DIRECTIONS: In the text on phototropism in plant stems, list the letter of every panel with images taken before the blue-light irradiation.

TEXT SECTION:
○ ○ ○ ○

Phototropism of the wild-type (A, B, E and F) or axr2-1 (C, D, G and H) inflorescences affected by NAA application on the shoot apical region (A to D) or decapitation (E to H). Images were taken before (A, C, E and G) and after unilateral blue-light irradiation at 53 μmol s−1 m−2 for 24 hr from the left side (B, D, F and H). Stems without any treatments are indicated by circles, and NAA-treated or decapitated stems are indicated by triangles. Bar, 2 cm. Pictures are taken from the study of Sato et al.8
Figure 2.
Phototropic responses of intact or decapitated inflorescences or inflorescences treated with NAA or NPA. Phototropic curvature was induced by unilateral blue-light irradiation at 53 μmol s−1 m−2 for 24 hr. Ninety degrees indicates the direction of the blue-light source, and 0 degrees indicates vertically upward. When inflorescences exhibited circumnutation, the value indicated is a mean of angles observed in one period. phot1 phot2 is a double mutant of phototropins. Data are reconstituted from those in Sato et al.8
We also examined gravitropism in axr2 inflorescences, and found that this was partially restored under white-light. In fact, wild-type stems also showed a faster gravitropic response in the light than in the dark. In spite of the agravitropic nature of axr2 stems, amyloplasts in the axr2 endodermis sedimented normally. Either application of NAA or NPA, or decapitation slowed down gravitropism in wild type and axr2 inflorescence stems; in some cases, it had no significant effect. These results suggest that levels of auxin or auxin signaling which are limiting for phototropic responses in stems are almost optimal for stem gravitropism.

○ ○ ○ ○

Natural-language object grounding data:
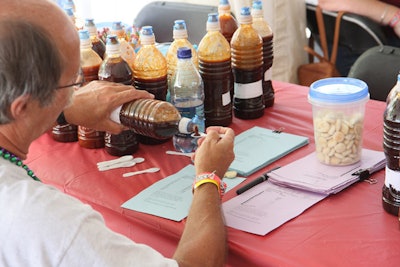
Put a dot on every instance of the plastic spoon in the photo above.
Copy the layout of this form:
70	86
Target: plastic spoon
128	174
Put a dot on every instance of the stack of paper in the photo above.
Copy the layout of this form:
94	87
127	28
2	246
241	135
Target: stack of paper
259	147
311	175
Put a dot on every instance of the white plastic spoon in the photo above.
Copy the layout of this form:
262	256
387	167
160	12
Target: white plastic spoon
114	161
128	174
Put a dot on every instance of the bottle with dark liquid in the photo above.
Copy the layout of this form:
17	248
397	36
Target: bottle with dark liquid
97	44
115	69
227	22
153	118
90	64
214	54
247	68
127	52
391	148
150	72
264	30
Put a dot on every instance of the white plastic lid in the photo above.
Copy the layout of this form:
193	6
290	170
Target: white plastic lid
338	91
183	125
115	115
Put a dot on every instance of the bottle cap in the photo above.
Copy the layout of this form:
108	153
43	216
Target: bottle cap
112	44
84	37
90	26
224	6
213	22
184	125
256	10
179	29
147	35
184	52
245	16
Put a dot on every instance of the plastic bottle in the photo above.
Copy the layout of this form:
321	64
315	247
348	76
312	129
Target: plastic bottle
150	72
187	95
153	118
227	22
180	36
90	64
391	148
97	44
127	51
115	69
215	69
150	67
247	68
264	30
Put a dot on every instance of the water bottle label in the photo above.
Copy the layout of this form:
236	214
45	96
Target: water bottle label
268	75
248	90
226	98
392	178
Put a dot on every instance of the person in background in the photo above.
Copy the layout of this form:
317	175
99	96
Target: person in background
386	13
41	226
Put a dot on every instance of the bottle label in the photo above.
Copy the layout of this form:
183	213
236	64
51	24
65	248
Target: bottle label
248	90
392	178
268	75
226	98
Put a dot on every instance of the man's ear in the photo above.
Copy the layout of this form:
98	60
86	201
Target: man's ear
19	106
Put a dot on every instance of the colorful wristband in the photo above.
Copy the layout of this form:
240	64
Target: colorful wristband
395	19
210	178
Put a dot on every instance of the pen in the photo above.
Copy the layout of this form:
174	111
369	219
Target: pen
255	182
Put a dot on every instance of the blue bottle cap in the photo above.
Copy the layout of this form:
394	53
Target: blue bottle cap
338	91
84	34
184	52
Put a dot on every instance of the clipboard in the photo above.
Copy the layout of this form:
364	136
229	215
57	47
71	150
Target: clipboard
258	147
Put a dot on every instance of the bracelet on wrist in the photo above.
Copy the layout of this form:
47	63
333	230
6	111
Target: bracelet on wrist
208	177
395	19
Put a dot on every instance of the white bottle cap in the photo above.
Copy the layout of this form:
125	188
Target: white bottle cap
183	125
115	115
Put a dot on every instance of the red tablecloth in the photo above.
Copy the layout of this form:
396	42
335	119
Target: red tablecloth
347	229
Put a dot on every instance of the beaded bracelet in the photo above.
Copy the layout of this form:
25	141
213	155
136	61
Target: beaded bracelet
395	19
210	178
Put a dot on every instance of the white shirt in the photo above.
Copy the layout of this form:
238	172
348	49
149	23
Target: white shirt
41	226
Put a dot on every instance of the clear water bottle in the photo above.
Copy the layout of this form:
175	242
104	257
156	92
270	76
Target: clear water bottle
391	148
187	95
263	28
180	36
214	54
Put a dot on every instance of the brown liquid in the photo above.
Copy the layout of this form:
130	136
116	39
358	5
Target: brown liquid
158	87
251	108
121	144
65	133
140	115
218	81
391	147
228	26
99	47
124	143
89	138
268	57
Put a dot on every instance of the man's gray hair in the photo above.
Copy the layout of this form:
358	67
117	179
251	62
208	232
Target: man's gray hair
30	64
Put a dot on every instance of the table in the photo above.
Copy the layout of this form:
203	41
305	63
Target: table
347	229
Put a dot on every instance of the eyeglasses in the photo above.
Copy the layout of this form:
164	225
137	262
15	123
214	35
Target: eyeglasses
80	80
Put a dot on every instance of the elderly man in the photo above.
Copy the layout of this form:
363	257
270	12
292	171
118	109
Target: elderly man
40	226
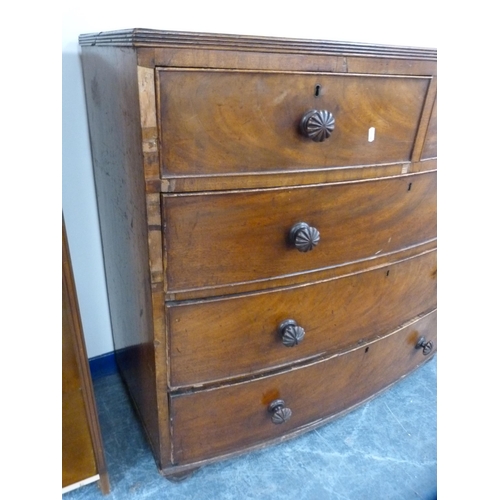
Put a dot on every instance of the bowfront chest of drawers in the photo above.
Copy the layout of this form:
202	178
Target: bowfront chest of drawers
268	218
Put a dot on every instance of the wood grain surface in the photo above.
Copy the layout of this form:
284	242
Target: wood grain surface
232	121
218	421
218	238
235	336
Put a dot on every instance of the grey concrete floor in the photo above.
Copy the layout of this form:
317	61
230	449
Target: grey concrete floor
385	449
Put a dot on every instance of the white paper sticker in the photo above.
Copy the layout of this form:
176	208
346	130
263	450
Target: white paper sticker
371	134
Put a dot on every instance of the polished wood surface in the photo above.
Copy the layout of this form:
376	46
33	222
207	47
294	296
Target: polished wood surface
229	121
430	146
201	171
113	107
82	449
212	422
223	238
237	336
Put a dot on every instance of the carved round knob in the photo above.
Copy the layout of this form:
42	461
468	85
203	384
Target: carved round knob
280	414
291	333
426	346
317	125
303	236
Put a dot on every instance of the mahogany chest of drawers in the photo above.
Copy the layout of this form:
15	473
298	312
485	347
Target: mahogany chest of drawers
268	218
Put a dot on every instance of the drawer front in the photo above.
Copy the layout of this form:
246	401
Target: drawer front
216	339
214	422
215	122
219	239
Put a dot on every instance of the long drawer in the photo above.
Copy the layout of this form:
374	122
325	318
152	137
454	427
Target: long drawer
220	238
250	121
214	422
234	336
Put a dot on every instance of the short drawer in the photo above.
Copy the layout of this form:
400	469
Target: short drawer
211	340
220	122
222	238
214	422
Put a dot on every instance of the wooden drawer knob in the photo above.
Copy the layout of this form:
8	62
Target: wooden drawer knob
291	333
280	414
317	125
303	237
426	346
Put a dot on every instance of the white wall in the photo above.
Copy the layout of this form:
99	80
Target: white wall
384	21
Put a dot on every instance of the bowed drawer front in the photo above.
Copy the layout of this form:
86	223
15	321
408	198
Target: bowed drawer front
221	238
268	218
233	121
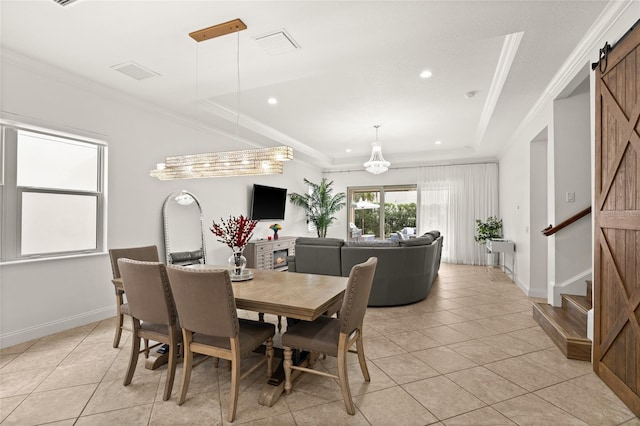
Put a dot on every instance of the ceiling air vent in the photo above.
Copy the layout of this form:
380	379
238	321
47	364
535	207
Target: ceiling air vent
277	42
135	71
64	2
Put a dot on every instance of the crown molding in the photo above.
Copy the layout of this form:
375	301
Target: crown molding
507	55
578	59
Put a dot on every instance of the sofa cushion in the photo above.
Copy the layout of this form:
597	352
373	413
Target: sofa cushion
435	234
372	243
307	241
420	241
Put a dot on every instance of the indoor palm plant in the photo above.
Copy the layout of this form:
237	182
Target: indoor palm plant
487	230
320	204
491	228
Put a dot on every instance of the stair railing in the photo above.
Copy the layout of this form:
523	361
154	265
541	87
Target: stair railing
550	230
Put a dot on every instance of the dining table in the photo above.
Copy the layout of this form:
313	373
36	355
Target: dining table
288	294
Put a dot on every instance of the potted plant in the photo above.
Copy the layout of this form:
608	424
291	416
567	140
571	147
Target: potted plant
320	204
487	230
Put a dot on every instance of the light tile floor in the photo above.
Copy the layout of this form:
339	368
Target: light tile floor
469	354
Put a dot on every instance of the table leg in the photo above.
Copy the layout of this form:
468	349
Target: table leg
272	390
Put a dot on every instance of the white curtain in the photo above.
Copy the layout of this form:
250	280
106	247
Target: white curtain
451	199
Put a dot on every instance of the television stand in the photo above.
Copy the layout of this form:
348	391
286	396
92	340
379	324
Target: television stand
270	254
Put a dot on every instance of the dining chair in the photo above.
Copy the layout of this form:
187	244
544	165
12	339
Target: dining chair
153	311
335	336
146	253
210	325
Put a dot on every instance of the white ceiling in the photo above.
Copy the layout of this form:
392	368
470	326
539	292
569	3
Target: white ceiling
358	66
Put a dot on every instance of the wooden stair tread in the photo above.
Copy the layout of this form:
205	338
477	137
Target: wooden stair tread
584	303
568	334
564	323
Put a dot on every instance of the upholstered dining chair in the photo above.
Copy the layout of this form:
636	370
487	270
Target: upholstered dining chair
146	253
335	336
210	325
153	311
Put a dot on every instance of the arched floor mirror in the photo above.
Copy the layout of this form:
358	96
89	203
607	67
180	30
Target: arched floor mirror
183	229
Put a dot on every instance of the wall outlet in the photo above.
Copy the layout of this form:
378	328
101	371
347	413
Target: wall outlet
571	197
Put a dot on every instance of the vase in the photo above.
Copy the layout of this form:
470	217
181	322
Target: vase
237	262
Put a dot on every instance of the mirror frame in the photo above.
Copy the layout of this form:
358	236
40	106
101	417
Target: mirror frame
165	220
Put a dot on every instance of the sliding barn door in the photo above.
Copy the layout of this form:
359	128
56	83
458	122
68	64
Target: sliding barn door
616	349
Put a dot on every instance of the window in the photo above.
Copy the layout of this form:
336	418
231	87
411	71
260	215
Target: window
380	212
52	197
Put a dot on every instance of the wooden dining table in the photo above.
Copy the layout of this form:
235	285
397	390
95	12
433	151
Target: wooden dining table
287	294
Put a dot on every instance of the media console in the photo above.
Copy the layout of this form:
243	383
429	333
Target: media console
270	254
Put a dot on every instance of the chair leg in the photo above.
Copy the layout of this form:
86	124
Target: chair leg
361	358
235	379
119	320
269	353
135	352
187	365
313	356
171	368
287	369
342	374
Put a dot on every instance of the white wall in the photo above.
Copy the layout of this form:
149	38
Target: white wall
515	185
572	171
40	298
538	217
515	196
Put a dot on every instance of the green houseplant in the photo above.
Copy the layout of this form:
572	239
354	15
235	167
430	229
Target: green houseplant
320	204
491	228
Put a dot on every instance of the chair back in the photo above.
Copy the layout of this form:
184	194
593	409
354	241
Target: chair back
146	254
148	291
204	300
356	296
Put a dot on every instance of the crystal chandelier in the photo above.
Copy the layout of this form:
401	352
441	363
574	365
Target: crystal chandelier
376	164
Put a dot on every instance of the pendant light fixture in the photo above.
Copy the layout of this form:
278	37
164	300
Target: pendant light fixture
259	161
376	164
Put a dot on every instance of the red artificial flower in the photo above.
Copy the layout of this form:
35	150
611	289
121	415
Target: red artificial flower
235	232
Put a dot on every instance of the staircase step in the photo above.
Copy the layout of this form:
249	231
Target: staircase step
577	307
565	331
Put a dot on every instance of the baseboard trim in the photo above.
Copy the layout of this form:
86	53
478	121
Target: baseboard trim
541	293
24	335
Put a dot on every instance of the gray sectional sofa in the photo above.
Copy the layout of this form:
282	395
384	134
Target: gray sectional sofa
405	272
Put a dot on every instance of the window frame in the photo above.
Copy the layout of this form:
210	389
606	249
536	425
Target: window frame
381	189
11	195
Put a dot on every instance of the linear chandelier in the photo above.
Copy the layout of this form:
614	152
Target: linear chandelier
376	164
247	162
260	161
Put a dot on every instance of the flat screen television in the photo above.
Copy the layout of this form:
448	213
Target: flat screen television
268	202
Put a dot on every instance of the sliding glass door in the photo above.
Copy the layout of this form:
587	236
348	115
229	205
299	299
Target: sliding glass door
379	212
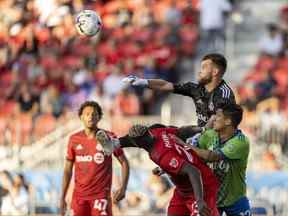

○ ○ ○ ○

RESPONSE: A, C, E, G